• _DESCRIPTION OF THE TASK_:
Give the entries again exactly, every one of them.

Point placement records
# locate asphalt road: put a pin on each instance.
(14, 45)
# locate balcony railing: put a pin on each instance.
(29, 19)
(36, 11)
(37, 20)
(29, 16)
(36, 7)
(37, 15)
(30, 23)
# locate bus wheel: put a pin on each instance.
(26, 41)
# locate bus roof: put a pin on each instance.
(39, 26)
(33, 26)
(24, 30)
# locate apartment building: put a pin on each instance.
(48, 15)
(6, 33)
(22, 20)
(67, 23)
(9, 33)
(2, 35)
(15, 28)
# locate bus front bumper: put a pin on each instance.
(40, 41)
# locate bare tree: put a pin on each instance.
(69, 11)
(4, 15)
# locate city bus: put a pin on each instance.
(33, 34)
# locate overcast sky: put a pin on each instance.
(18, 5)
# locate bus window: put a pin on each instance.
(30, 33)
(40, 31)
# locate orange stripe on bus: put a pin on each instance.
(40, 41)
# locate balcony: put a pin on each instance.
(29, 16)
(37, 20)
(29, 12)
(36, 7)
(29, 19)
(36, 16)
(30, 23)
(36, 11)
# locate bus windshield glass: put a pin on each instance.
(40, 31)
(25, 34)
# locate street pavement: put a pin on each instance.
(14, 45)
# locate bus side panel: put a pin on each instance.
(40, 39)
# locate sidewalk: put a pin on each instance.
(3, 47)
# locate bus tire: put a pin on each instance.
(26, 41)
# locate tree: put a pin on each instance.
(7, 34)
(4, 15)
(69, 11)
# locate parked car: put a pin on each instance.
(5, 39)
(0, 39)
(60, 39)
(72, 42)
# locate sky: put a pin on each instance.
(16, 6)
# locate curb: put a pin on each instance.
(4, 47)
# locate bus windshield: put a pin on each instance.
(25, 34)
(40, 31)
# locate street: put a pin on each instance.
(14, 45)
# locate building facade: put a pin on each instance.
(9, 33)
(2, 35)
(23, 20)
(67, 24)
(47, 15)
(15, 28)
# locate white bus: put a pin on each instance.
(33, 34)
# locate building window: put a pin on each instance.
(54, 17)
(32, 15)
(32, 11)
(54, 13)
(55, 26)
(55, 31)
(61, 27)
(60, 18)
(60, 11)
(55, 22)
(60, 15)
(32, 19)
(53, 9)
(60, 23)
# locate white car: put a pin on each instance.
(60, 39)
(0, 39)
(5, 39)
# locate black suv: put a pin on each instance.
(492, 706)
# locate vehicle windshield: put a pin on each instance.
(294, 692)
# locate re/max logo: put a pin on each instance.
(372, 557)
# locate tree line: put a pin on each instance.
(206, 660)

• _RESPONSE TO THIS EXERCISE_:
# locate asphalt road: put a pin on each instance.
(14, 45)
# locate balcony railing: put a pin on each instance.
(29, 19)
(36, 11)
(37, 20)
(29, 16)
(36, 7)
(37, 15)
(30, 23)
# locate bus wheel: put a pin on each instance.
(26, 41)
# locate bus roof: put a pin on each instance.
(39, 26)
(33, 26)
(24, 30)
# locate apartment building: put a pin on each instance.
(48, 15)
(6, 33)
(22, 20)
(67, 23)
(9, 33)
(2, 35)
(15, 28)
# locate bus front bumper: put a pin on each instance.
(40, 41)
# locate bare tree: put a pin on each instance.
(69, 11)
(4, 15)
# locate city bus: put a pin on each instance.
(33, 34)
# locate overcast sky: put a pin on each instance.
(18, 5)
# locate bus window: put a pin on each instance.
(30, 33)
(40, 31)
# locate orange stripe on bus: put a pin on each instance.
(40, 41)
# locate balcony: put a pin on each instance.
(29, 16)
(37, 20)
(29, 12)
(36, 7)
(29, 19)
(36, 16)
(30, 23)
(36, 11)
# locate bus windshield glass: put a pin on each instance.
(40, 31)
(25, 34)
# locate street pavement: put a pin on each instance.
(14, 45)
# locate bus side panel: put a pin on each instance.
(40, 39)
# locate sidewalk: put a pin on each instance.
(3, 47)
# locate bus tire: put a pin on each instance.
(26, 41)
# locate tree: put a pin on each instance.
(7, 34)
(4, 15)
(69, 11)
# locate parked car: put a pin on each instance.
(5, 39)
(0, 39)
(60, 39)
(72, 42)
# locate sky: put a pin on each instance.
(16, 6)
# locate curb: put a pin on each instance.
(4, 47)
# locate bus windshield: put a pin on each instance.
(25, 34)
(40, 31)
# locate street: put a pin on each instance.
(14, 45)
# locate building facade: put a pin on each instance.
(9, 33)
(2, 35)
(23, 20)
(67, 24)
(47, 15)
(15, 28)
# locate white bus: put a pin on each instance.
(33, 34)
# locate building window: put a pin on each instance.
(54, 17)
(32, 15)
(32, 11)
(54, 13)
(55, 26)
(55, 31)
(61, 27)
(60, 18)
(60, 11)
(55, 22)
(60, 15)
(32, 19)
(53, 9)
(60, 23)
# locate white car: put a pin on each instance.
(60, 39)
(0, 39)
(5, 39)
# locate black suv: put a pin on each instance.
(492, 706)
# locate vehicle windshield: put a pin on each instance.
(294, 692)
# locate re/max logo: put a pin on each instance.
(372, 557)
# locate tree line: put a pin on each instance.
(206, 660)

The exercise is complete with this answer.